DATASET CONTENT Start Marker

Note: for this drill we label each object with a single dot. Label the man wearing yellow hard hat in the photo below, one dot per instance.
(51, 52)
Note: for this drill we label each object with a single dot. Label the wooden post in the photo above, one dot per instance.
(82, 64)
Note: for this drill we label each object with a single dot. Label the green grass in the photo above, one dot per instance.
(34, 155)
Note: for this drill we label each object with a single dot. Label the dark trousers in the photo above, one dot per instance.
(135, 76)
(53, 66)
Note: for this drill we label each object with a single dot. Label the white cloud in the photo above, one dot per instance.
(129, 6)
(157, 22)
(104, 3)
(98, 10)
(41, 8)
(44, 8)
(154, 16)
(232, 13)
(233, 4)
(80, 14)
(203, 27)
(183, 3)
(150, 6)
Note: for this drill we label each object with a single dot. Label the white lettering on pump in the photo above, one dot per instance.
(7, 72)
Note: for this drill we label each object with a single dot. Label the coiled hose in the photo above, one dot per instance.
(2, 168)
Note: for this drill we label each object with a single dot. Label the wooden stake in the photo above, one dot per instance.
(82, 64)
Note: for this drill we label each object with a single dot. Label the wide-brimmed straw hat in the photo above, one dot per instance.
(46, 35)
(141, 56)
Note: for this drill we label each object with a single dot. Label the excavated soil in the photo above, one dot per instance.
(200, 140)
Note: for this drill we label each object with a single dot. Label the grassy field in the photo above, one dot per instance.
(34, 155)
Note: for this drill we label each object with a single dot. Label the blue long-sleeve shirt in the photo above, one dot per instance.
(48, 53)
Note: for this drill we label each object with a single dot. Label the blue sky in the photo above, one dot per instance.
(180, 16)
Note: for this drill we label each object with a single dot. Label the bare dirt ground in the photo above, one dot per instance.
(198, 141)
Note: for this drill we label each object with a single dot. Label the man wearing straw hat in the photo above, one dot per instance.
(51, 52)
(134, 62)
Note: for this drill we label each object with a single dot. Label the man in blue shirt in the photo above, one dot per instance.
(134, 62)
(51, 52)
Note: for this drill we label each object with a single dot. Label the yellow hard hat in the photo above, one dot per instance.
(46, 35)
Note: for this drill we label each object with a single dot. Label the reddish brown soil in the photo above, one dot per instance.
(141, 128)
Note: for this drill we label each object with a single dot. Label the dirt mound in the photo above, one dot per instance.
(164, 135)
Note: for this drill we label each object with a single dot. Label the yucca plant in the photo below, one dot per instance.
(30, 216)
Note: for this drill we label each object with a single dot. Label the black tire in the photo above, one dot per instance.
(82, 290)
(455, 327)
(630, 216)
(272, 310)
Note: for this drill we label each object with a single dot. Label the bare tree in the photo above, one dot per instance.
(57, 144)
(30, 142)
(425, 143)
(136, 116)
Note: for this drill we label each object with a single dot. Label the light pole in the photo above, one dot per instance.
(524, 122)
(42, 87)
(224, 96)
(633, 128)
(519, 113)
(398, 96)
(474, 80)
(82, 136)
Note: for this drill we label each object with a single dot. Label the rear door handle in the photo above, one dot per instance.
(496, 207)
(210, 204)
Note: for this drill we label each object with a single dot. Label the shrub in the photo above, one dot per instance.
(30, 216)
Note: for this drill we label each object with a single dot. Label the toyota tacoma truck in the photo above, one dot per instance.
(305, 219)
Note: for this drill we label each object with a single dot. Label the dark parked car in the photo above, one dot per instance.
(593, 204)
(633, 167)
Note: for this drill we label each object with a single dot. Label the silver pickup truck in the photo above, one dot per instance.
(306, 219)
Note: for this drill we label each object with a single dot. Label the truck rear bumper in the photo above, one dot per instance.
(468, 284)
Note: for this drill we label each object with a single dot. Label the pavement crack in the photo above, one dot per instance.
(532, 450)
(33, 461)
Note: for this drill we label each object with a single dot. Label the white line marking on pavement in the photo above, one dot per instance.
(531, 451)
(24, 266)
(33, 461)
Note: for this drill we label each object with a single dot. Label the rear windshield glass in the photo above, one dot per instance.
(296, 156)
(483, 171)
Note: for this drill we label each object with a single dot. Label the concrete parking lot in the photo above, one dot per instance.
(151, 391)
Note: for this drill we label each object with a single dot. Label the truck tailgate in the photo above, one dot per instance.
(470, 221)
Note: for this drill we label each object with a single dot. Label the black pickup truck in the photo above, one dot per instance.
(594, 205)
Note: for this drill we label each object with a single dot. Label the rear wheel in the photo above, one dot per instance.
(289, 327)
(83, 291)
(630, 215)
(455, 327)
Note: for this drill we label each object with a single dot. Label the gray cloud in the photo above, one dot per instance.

DATASET CONTENT End Marker

• EXERCISE: Write the data above out again in full, exactly.

• TASK RESPONSE:
Note: for this drill we label each object with a single dot. Label the man wearing yellow hard hat in the photo below, one dot per instance.
(51, 52)
Note: for this drill we label each object with a single dot. Label the wooden post in the photo above, one dot per instance.
(82, 64)
Note: for this drill we label each object with a single dot. Label the green grass in the photo above, one dot per instance.
(34, 155)
Note: for this drill we label each object with a single dot. Label the dark trousers in the photo above, one dot per instance.
(135, 76)
(53, 66)
Note: for this drill we label each object with a single dot. Label the white cloud in the photo above, one dot per instance.
(129, 6)
(157, 22)
(104, 3)
(98, 10)
(41, 8)
(44, 8)
(154, 16)
(232, 13)
(233, 4)
(80, 14)
(203, 27)
(183, 3)
(150, 6)
Note: for this drill we label each object with a single dot. Label the white lettering on pump in the photo above, one dot per instance.
(7, 72)
Note: for this drill we label each object with a single dot. Label the coiled hose in the photo above, one dot per instance.
(2, 168)
Note: for this drill we label each object with a single dot. Label the wooden stake in the photo above, one dot per instance.
(82, 64)
Note: for this drill we label each object with a single dot. Label the wide-brimmed straw hat in the photo above, one dot per instance.
(46, 35)
(141, 56)
Note: for this drill we label each object with a single dot. Label the excavated soil in the photo above, one dot per instance.
(200, 140)
Note: for this drill we label each object with a single dot. Label the grassy field in the photo above, one dot per instance.
(34, 155)
Note: for this drill we label each object with a single dot. Label the blue long-sleeve shirt in the photo above, one dot per instance.
(48, 53)
Note: for this drill we label each object with a single dot. Label the blue sky in the photo above, one dot per instance.
(180, 16)
Note: for this drill we label each object with a single dot. Label the bare dirt ground in the photo above, one dot per instance.
(198, 141)
Note: for this drill we label each object with a single dot. Label the man wearing straw hat in the photo above, one dot per instance.
(51, 52)
(134, 62)
Note: for this drill we label each object with a single dot. Label the man in blue shirt in the photo above, one dot per instance.
(134, 62)
(51, 52)
Note: for this drill we label each object with a single dot. Label the yellow hard hat in the photo above, one dot per instance.
(46, 35)
Note: for this drill we label each object with a single dot. Label the reddish brown soil in the photo above, one dot per instance.
(141, 128)
Note: for this drill we label each object with a single dot. Label the dirt mound in the photo above, one dot per instance.
(164, 135)
Note: for this drill we label each object with a single dot. Label the yucca plant in the photo below, one dot per instance.
(30, 216)
Note: for this drill we label each object with a single dot. Label the black tire in the photo above, one dot per instance.
(82, 290)
(455, 327)
(630, 216)
(272, 310)
Note: for this drill we label each object with a single dot. Label the bare tree in the photo above, one dot per instance.
(57, 144)
(30, 142)
(425, 143)
(136, 116)
Note: for this drill we label each object with a single dot. Label the light pole in the photo above, one dot per instance.
(524, 122)
(42, 87)
(224, 96)
(633, 128)
(519, 113)
(398, 96)
(474, 80)
(82, 136)
Note: for this drill we label each object with a single dot. Label the rear door handle in the photo above, one dot per instance.
(496, 207)
(210, 204)
Note: for this drill we label each object with a single dot. Label the shrub in the photo above, one dot per instance.
(30, 216)
Note: for this drill we label each object with a single dot. Label the toyota tacoma truck in the photo above, one dot per instance.
(305, 219)
Note: for this drill we label each object with a single dot. Label the dark parked car in the photo above, one dot per instance.
(593, 204)
(633, 167)
Note: for this drill we label each object with a single dot. Label the silver pickup truck in the photo above, one dot per instance.
(306, 219)
Note: for this drill we label each object with a single dot. Label the truck rear bumper in the photo above, one dot per instance.
(468, 284)
Note: for this drill we label each object with a single dot. Label the pavement crack in the photo above, one dot per instance.
(532, 450)
(33, 461)
Note: for this drill we label each object with a single dot. Label the white line marking on pavement in the photo above, one dot per instance.
(531, 451)
(24, 266)
(33, 461)
Note: for this drill we label each object with a single dot. Label the rear windshield glass in the photo above, one dot per instance.
(296, 156)
(483, 171)
Note: for this drill we label each object with a single dot. Label the concrete parking lot in the photo above, one dot per instance.
(151, 391)
Note: for this drill we label each object with a single dot. Label the truck tailgate in the photo above, one dot per instance.
(470, 221)
Note: for this drill we label each object with a single dot. Label the black pickup truck in the photo above, one dot per instance.
(594, 205)
Note: for this drill we label each object with a single dot. Label the rear wheel in the photo above, one dot per instance.
(289, 327)
(83, 291)
(630, 215)
(455, 327)
Note: for this drill we label each object with a single dot. Label the gray cloud in the photo above, one dot per instance.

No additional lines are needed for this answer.